──────── Record set

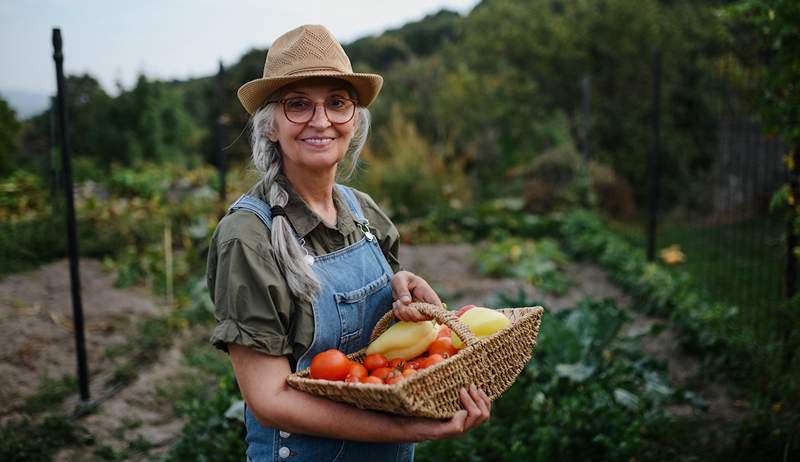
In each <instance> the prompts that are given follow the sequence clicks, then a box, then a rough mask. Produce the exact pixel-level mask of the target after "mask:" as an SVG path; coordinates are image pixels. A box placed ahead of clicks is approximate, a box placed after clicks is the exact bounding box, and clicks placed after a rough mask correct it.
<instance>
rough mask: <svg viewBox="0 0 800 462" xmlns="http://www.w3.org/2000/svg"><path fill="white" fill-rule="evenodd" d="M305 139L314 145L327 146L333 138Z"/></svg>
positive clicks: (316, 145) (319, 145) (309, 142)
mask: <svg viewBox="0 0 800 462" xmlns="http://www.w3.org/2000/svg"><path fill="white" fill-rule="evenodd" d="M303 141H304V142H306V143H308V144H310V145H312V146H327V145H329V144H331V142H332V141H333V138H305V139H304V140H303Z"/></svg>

────────────────
──────── Record set

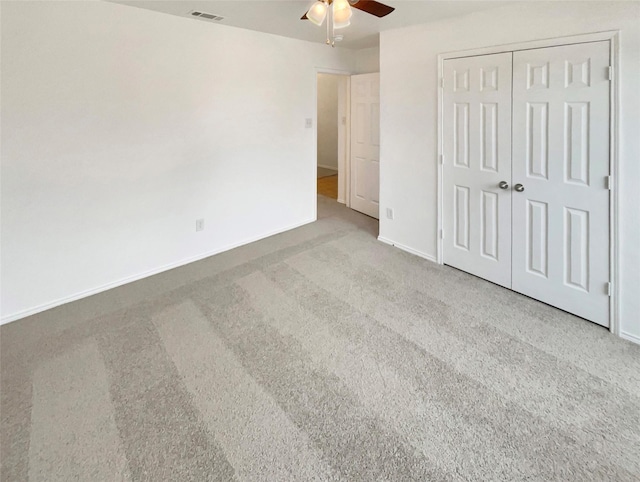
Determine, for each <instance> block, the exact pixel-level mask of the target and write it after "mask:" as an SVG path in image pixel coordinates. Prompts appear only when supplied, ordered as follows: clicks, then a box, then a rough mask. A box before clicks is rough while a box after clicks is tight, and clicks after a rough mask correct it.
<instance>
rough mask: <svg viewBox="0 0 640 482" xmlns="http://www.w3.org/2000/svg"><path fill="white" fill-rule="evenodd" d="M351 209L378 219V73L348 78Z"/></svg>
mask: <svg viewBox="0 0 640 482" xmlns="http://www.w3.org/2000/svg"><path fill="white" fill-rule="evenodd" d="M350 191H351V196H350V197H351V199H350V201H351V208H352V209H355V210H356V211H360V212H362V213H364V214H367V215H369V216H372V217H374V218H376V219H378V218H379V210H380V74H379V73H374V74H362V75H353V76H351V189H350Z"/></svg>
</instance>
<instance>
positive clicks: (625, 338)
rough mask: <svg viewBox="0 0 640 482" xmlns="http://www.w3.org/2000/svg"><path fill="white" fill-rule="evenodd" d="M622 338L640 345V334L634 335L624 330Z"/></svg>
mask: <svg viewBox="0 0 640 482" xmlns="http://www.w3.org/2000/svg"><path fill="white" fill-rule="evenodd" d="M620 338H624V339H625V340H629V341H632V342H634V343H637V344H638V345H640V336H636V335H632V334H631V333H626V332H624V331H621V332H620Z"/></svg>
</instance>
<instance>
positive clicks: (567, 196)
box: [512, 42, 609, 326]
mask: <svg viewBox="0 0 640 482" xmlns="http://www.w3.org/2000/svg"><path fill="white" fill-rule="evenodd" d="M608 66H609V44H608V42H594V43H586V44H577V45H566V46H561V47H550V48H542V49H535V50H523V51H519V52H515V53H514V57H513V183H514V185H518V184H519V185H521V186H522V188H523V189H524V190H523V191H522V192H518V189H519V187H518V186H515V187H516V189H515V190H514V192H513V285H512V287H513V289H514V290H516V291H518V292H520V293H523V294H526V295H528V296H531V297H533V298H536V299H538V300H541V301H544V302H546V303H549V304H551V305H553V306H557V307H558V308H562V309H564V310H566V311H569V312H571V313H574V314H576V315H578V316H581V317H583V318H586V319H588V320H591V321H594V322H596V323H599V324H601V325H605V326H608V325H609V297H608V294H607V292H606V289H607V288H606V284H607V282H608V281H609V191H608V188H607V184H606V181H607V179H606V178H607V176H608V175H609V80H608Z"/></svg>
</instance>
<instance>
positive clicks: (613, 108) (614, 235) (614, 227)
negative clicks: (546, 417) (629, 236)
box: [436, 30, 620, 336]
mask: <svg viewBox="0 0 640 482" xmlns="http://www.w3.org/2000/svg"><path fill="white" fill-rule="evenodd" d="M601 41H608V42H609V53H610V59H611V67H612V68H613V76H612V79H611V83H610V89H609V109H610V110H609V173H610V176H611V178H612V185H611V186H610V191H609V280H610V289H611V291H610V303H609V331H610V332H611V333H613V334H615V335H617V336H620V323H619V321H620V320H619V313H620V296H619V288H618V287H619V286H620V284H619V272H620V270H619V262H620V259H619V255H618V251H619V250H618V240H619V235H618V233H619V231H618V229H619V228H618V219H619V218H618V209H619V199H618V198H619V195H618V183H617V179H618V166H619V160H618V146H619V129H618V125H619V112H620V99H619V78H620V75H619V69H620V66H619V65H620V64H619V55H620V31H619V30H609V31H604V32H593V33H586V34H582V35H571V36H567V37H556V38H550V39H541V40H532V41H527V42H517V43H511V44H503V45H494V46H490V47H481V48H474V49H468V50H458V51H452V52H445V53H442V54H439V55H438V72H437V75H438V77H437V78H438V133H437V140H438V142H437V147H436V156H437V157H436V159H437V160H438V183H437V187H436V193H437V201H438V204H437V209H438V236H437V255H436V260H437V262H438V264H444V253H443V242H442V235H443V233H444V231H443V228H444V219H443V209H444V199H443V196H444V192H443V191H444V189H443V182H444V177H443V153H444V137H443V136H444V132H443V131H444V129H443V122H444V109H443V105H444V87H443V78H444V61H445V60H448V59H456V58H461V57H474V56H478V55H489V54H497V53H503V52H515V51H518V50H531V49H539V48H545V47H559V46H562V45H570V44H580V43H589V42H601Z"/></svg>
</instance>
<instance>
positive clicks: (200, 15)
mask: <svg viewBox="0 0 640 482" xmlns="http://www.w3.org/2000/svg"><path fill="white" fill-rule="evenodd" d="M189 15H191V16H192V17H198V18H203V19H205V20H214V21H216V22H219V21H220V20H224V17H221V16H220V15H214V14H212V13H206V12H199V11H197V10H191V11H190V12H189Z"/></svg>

────────────────

> **What you should do**
Show each line of the material above that contains the word "image". Case matters.

> **Written answer**
In each <instance> the prompts that are given follow the sequence clicks, then a box, then a rough mask. Produce the exact pixel-level mask of the target after "mask:" as an SVG path; coordinates are image pixels. A box placed ahead of clicks is approximate, a box placed after clicks is the exact bounding box, and clicks placed after a rough mask correct it.
Determine, for each <instance> block, the exact pixel-level mask of the target and write it after "mask:" as an SVG path in image pixel coordinates. Prompts appear only when supplied, ordered as follows: clicks, then a box, then a rough mask. A box before clicks is rough while a box after clicks is tight, and clicks after a rough mask correct it.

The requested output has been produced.